== Given passage ==
2007-04-24 Thread David Schwartz

 David Schwartz пишет:
  You have a misunderstanding about the semantics of 'sendfile'. 
 The 'sendfile' function is just a more efficient version of a 
 read followed by a write. If you did a read followed by a write, 
 it would block as well (in the read).
 
  DS

 sendfile function is not just a more efficient version of a read 
 followed by a write.  It reads from one fd and write to another at tha 
 same time. Please try to read 2G, and then write 2G - and how much 
 memory you will be need and how much time you will loose while reading 
 2G from disk, but not writing them to socket.

You are correct. What I meant to say was that it's just a more efficient 
version of 'mmap'ing a file and then 'write'ing from the 'mmap'. The 'write' to 
a non-blocking socket can still 'block' on disk I/O.

 If you know more 
 efficient method to transfer file from disk to network - please advise.

== Written problem 1 ==
Count the lines in the rows that contain the string "wall", treating uppercase and lowercase as different, and give only that number.

== Material provided ==
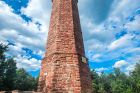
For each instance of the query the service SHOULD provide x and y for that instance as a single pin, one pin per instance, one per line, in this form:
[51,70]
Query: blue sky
[111,31]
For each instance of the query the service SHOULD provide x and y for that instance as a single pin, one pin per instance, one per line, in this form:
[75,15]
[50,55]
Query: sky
[111,32]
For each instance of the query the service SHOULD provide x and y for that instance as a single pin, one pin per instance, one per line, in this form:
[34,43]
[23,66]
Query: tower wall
[65,68]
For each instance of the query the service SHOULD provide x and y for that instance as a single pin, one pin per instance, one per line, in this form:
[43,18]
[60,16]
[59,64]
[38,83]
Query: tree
[135,76]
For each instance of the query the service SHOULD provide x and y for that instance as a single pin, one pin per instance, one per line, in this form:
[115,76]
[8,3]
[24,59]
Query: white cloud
[101,69]
[124,41]
[134,25]
[120,64]
[23,35]
[29,64]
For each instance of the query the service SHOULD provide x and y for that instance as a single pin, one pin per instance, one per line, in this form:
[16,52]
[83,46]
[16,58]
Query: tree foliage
[117,82]
[12,78]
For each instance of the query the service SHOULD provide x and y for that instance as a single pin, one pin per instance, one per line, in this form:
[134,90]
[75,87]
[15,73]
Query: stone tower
[65,68]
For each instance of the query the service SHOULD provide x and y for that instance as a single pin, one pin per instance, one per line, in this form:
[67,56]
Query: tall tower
[65,68]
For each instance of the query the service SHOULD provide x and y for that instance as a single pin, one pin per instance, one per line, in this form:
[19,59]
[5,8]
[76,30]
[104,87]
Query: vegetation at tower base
[117,81]
[12,78]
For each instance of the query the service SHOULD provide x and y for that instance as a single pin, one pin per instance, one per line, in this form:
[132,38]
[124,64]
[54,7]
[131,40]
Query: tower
[65,68]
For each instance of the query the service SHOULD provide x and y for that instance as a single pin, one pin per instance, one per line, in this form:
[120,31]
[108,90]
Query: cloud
[29,64]
[134,25]
[96,10]
[15,29]
[124,41]
[101,69]
[120,64]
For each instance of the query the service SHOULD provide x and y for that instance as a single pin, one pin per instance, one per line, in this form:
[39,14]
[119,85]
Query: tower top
[74,0]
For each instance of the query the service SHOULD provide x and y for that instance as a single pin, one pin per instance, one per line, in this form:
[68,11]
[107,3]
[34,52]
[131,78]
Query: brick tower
[65,68]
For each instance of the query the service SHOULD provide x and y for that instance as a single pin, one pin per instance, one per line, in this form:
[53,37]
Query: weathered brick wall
[63,70]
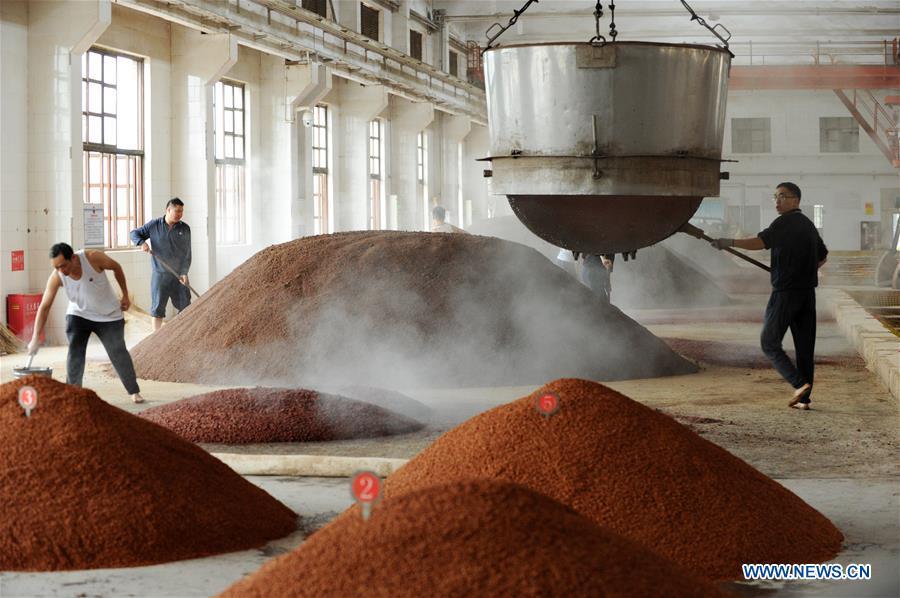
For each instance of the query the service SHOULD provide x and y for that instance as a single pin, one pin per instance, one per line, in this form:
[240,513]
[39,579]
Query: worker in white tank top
[93,309]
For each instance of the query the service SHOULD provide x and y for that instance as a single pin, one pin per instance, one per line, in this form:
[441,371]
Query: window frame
[231,203]
[748,125]
[824,130]
[321,169]
[376,173]
[371,12]
[110,155]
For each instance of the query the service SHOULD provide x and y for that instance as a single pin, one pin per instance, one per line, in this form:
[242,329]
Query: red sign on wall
[18,260]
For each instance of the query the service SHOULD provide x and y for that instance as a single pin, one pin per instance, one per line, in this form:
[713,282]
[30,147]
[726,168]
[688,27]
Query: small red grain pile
[86,485]
[470,538]
[257,415]
[636,471]
[400,310]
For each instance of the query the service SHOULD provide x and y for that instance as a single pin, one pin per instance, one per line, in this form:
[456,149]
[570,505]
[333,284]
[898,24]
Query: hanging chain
[598,14]
[512,21]
[599,39]
[612,21]
[699,19]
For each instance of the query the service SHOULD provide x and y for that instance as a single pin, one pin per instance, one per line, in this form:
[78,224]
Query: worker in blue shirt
[797,253]
[169,239]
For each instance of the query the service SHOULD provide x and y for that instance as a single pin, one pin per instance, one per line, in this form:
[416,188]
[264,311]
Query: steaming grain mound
[258,415]
[659,278]
[386,399]
[397,309]
[636,471]
[86,485]
[475,537]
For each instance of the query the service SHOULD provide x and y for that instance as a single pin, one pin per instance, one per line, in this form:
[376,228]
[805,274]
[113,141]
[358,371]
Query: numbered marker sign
[27,399]
[547,404]
[365,488]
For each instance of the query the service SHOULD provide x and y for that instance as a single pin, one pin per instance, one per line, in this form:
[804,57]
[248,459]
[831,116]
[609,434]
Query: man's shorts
[165,286]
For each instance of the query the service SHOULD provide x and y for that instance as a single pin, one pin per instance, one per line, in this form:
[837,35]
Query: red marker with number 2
[547,404]
[365,487]
[27,399]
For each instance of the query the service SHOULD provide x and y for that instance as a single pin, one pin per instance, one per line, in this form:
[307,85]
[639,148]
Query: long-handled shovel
[173,272]
[696,232]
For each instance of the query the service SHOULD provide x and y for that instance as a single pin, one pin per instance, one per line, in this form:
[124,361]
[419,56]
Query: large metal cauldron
[605,149]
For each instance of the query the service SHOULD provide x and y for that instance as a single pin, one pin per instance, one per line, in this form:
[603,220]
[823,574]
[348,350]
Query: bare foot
[800,394]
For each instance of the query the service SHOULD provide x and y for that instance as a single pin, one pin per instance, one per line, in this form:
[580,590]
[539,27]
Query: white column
[407,120]
[358,105]
[198,61]
[306,85]
[455,129]
[58,33]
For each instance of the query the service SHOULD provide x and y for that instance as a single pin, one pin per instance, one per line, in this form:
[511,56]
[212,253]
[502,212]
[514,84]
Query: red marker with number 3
[365,487]
[547,404]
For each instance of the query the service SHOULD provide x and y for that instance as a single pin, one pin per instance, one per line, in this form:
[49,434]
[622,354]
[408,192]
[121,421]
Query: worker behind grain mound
[797,253]
[93,308]
[438,215]
[168,239]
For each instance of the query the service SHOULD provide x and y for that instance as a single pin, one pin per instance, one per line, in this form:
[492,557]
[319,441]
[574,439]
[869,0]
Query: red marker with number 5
[365,487]
[547,404]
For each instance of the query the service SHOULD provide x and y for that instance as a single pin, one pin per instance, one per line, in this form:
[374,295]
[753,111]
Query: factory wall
[42,197]
[849,186]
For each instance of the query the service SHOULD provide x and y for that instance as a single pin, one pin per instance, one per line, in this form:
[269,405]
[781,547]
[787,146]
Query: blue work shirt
[172,245]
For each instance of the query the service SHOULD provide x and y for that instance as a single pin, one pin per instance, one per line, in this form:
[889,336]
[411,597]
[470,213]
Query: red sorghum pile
[258,415]
[636,471]
[400,309]
[86,485]
[470,538]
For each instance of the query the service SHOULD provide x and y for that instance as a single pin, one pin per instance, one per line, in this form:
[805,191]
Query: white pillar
[476,188]
[58,33]
[455,129]
[306,85]
[198,61]
[407,120]
[358,105]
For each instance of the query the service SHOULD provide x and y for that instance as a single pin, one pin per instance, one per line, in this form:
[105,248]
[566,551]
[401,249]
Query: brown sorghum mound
[636,471]
[469,538]
[398,310]
[259,415]
[85,485]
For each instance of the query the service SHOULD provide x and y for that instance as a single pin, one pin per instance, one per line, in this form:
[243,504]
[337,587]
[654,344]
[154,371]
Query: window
[113,141]
[369,22]
[819,216]
[415,44]
[229,133]
[751,135]
[375,177]
[320,170]
[320,7]
[838,135]
[422,174]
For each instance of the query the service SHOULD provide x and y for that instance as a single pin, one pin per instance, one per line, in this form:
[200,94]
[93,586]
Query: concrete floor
[841,457]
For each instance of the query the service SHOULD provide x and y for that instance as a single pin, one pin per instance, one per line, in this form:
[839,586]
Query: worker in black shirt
[797,253]
[169,238]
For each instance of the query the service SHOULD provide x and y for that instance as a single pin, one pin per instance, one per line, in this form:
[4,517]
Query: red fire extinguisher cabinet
[21,311]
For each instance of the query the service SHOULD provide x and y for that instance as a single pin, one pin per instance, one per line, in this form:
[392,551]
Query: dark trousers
[112,335]
[794,309]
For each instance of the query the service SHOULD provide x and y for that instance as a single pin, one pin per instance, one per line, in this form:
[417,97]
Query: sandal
[801,397]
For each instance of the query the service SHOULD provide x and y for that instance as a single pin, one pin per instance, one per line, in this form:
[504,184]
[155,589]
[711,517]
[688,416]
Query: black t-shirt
[796,250]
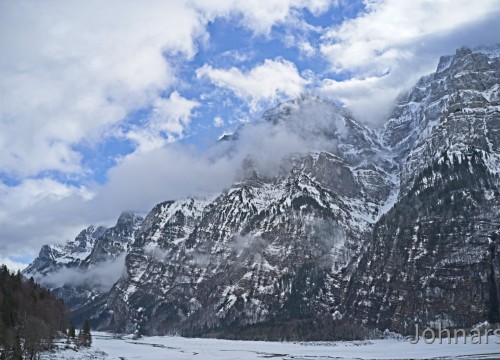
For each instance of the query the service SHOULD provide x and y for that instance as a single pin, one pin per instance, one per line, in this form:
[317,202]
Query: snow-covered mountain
[386,227]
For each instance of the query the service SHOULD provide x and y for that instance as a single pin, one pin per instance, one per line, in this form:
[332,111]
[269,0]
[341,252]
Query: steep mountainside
[267,248]
[438,245]
[79,272]
[387,227]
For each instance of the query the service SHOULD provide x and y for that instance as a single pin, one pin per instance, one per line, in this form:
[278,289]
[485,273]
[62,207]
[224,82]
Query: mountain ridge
[311,241]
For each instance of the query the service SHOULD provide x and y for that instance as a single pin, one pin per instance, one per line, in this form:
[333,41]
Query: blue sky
[115,106]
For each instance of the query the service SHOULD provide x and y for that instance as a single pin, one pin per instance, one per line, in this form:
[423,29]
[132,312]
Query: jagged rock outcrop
[434,256]
[386,228]
[83,270]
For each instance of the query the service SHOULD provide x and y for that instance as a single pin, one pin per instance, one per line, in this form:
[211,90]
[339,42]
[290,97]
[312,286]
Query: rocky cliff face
[83,270]
[434,256]
[387,227]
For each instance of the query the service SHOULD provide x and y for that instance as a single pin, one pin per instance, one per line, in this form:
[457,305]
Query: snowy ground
[106,346]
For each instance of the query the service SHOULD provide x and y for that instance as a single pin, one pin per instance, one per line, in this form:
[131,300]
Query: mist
[102,277]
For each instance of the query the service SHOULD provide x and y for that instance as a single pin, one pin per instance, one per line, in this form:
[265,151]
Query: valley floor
[107,346]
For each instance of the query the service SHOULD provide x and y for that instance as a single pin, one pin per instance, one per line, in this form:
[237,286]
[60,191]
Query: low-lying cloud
[102,276]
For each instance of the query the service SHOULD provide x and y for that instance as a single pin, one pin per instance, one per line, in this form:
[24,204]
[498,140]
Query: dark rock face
[388,228]
[266,249]
[67,269]
[434,257]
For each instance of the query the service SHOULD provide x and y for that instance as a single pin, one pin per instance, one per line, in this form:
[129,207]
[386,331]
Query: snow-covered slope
[386,227]
[434,256]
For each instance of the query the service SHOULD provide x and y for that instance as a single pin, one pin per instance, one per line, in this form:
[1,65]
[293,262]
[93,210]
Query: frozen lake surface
[107,346]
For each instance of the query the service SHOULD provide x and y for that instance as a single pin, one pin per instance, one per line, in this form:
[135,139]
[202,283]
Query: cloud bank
[135,81]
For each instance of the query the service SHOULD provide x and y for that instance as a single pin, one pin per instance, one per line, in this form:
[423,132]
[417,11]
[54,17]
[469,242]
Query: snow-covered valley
[108,346]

== Written problem 2 ==
Output the part of the sendfile discussion between "sendfile function is" and "on disk I/O.", inclusive, reproducing it character for character.

== Complete output 1 ==
4

== Complete output 2 ==
sendfile function is not just a more efficient version of a read 
 followed by a write.  It reads from one fd and write to another at tha 
 same time. Please try to read 2G, and then write 2G - and how much 
 memory you will be need and how much time you will loose while reading 
 2G from disk, but not writing them to socket.

You are correct. What I meant to say was that it's just a more efficient 
version of 'mmap'ing a file and then 'write'ing from the 'mmap'. The 'write' to 
a non-blocking socket can still 'block' on disk I/O.